Recopiez le passage du texte sur Adriano Celentano qui commence aux mots « Mais après tout, cela » et s'achève après « le militantisme tangible. », en renommant « Celentano » en « Adriano Celentano ».

» **Extrait du texte**:
━━━━━━

Véritable vedette chez nos amis romains, celui que l’on surnomme l’Urlatore (l’homme qui hurle) jouit d’une notoriété bien plus confidentielle en hexagone, malgré plusieurs tubes (enfin, un surtout) qui envahirent nos ondes dans les années 70. Comme c’est souvent le cas (ô misérables consommateurs audiophiles que nous sommes), on connaît la musique, beaucoup moins le type derrière.

Mais après tout, cela vaut-il vraiment le coup de s’y intéresser un peu plus ?

Il semblerait que oui et ce pour au moins deux raisons. Peut-être même plus, allez savoir. D’abord parce que l’homme, furieusement indocile, n’a jamais eu peur de bousculer l’opinion publique et de se mettre à dos politiques et religieux, quitte à dénoncer certaines dérives ou impertinences en direct à la télévision, devant des millions de téléspectateurs·trices. Plus qu’un simple rockeur un peu foufou, original et déjanté, Celentano a des convictions qu’il défend avec poigne, sans concession ; une vraie ligne de conduite en somme qui ne cesse de l’honorer, bien loin de ressembler à de simples coups de communication ponctuels et scrupuleusement réfléchis. L’engagement est réel, le militantisme tangible.

Ensuite, musicalement, c’est peu dire que tout ceci tient la route. De sa voix de crooner insolent et séducteur, l’artiste s’est payé le luxe d’une discographie soignée et révélatrice d’une âme artistique sacrément captivante. Le nouvel aveu d’une authenticité qui ne ment pas, à n’en point douter.

Enfin, entre nous, parler de musique rock et d’Italie, n’est tout de même pas chose si courante, si ? « La rareté du fait donne du prix à la chose », disait Jean de La Fontaine. Alors qu’en est-il de ce Celentano, fabuliste déluré des temps modernes ?

Auteur-compositeur-interprète-acteur-réalisation-scénariste et présentateur italien (rien que ça, merci l’esprit synthétique de Wikipedia) né le 6 janvier 1938, Adriano Celentano peut aujourd’hui se féliciter d’avoir vendu plusieurs millions de disques à travers le monde, depuis ses débuts il y a plus d’un demi-siècle de ça. Une longue et fructueuse carrière en effet, remarquablement menée d’une main de maître. Visionnaire, engagé, perfectionniste, attachant… et sans doute (un peu) fou.

━━━━━━

» **Lignes de données**:
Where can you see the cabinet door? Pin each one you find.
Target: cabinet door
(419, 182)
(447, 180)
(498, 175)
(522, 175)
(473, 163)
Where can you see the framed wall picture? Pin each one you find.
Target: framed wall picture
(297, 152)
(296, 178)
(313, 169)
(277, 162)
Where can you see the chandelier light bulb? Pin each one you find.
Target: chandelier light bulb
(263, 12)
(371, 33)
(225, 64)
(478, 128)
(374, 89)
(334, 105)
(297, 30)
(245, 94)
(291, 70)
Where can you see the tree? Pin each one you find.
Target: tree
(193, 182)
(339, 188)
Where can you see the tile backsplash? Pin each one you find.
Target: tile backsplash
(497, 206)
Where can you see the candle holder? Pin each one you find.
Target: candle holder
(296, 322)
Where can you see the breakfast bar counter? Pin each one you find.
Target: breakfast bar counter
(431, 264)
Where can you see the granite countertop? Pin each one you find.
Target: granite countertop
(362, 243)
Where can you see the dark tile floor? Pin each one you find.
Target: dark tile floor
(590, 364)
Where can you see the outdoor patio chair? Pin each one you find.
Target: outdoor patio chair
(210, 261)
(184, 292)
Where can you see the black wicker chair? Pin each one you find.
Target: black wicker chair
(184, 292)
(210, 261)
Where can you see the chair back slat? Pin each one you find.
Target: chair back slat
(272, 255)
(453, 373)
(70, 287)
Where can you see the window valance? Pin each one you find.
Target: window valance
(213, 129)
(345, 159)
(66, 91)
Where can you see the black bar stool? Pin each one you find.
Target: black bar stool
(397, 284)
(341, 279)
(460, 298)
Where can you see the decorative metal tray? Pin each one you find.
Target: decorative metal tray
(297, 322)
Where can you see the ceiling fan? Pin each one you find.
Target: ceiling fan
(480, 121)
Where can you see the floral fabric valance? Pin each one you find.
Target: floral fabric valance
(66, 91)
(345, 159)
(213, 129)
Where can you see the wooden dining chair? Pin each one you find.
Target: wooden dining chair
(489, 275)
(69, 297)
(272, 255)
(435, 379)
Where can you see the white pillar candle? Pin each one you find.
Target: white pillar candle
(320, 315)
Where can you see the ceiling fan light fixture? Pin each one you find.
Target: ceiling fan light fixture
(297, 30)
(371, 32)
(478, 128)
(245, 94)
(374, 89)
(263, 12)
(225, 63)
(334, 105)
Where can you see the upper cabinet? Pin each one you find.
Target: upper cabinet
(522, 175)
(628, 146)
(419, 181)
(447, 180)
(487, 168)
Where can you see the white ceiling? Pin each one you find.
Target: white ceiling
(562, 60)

━━━━━━

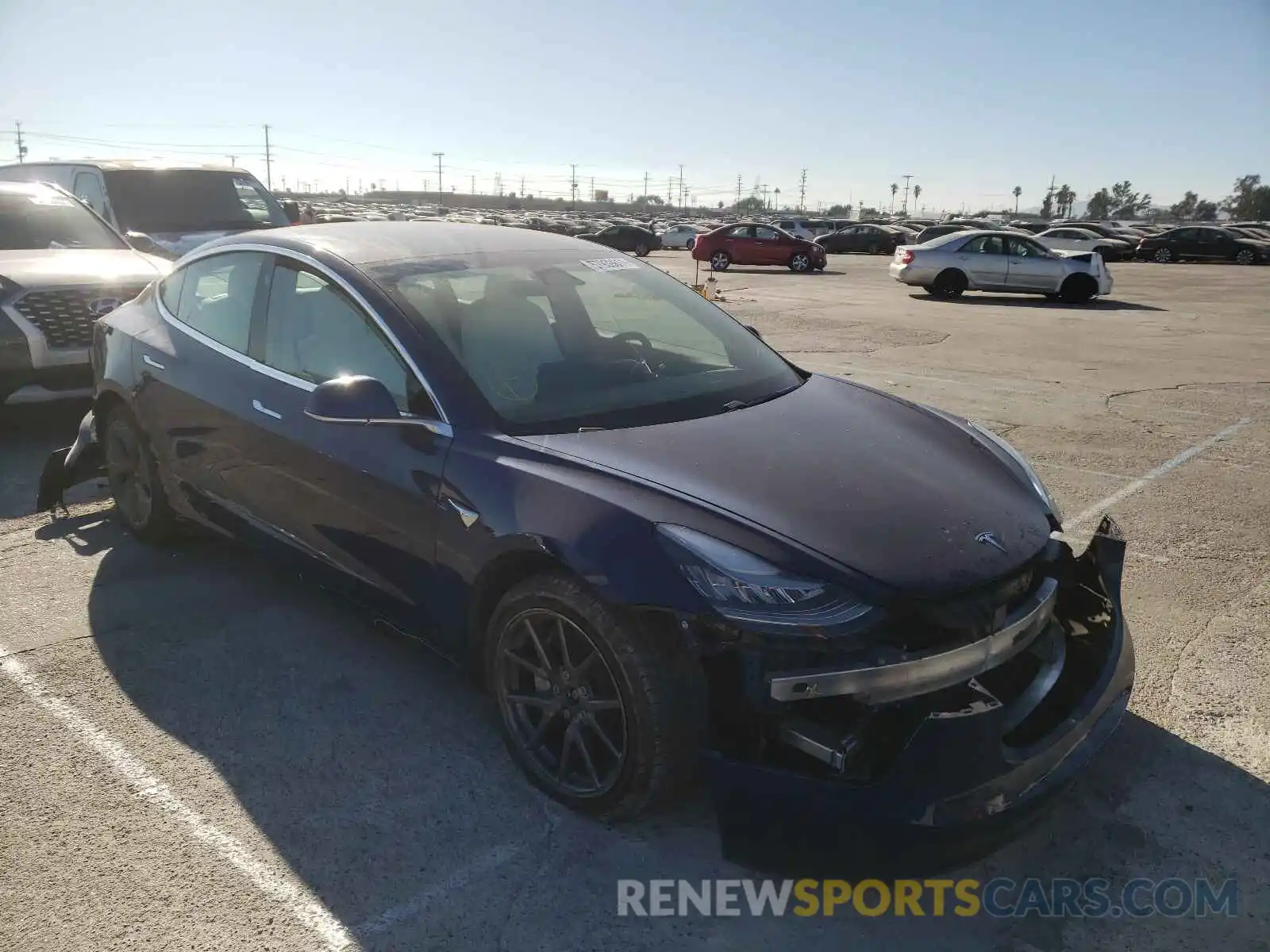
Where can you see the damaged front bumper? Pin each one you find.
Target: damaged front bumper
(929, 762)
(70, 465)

━━━━━━

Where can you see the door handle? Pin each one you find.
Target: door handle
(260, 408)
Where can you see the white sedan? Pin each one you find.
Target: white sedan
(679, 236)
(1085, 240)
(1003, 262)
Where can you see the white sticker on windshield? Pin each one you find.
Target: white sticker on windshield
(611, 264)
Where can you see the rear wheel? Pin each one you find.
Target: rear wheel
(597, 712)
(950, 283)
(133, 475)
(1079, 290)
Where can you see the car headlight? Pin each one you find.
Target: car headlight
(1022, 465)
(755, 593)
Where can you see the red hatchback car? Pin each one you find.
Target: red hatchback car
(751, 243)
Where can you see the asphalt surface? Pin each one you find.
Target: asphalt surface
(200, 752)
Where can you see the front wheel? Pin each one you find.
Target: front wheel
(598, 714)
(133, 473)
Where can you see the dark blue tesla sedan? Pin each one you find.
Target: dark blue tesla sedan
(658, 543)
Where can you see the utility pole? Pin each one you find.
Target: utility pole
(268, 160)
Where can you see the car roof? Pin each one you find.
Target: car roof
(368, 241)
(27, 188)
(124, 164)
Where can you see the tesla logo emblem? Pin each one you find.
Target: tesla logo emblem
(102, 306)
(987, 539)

━━━━━━

» **Réponse attendue**:
Mais après tout, cela vaut-il vraiment le coup de s’y intéresser un peu plus ?

Il semblerait que oui et ce pour au moins deux raisons. Peut-être même plus, allez savoir. D’abord parce que l’homme, furieusement indocile, n’a jamais eu peur de bousculer l’opinion publique et de se mettre à dos politiques et religieux, quitte à dénoncer certaines dérives ou impertinences en direct à la télévision, devant des millions de téléspectateurs·trices. Plus qu’un simple rockeur un peu foufou, original et déjanté, Adriano Celentano a des convictions qu’il défend avec poigne, sans concession ; une vraie ligne de conduite en somme qui ne cesse de l’honorer, bien loin de ressembler à de simples coups de communication ponctuels et scrupuleusement réfléchis. L’engagement est réel, le militantisme tangible.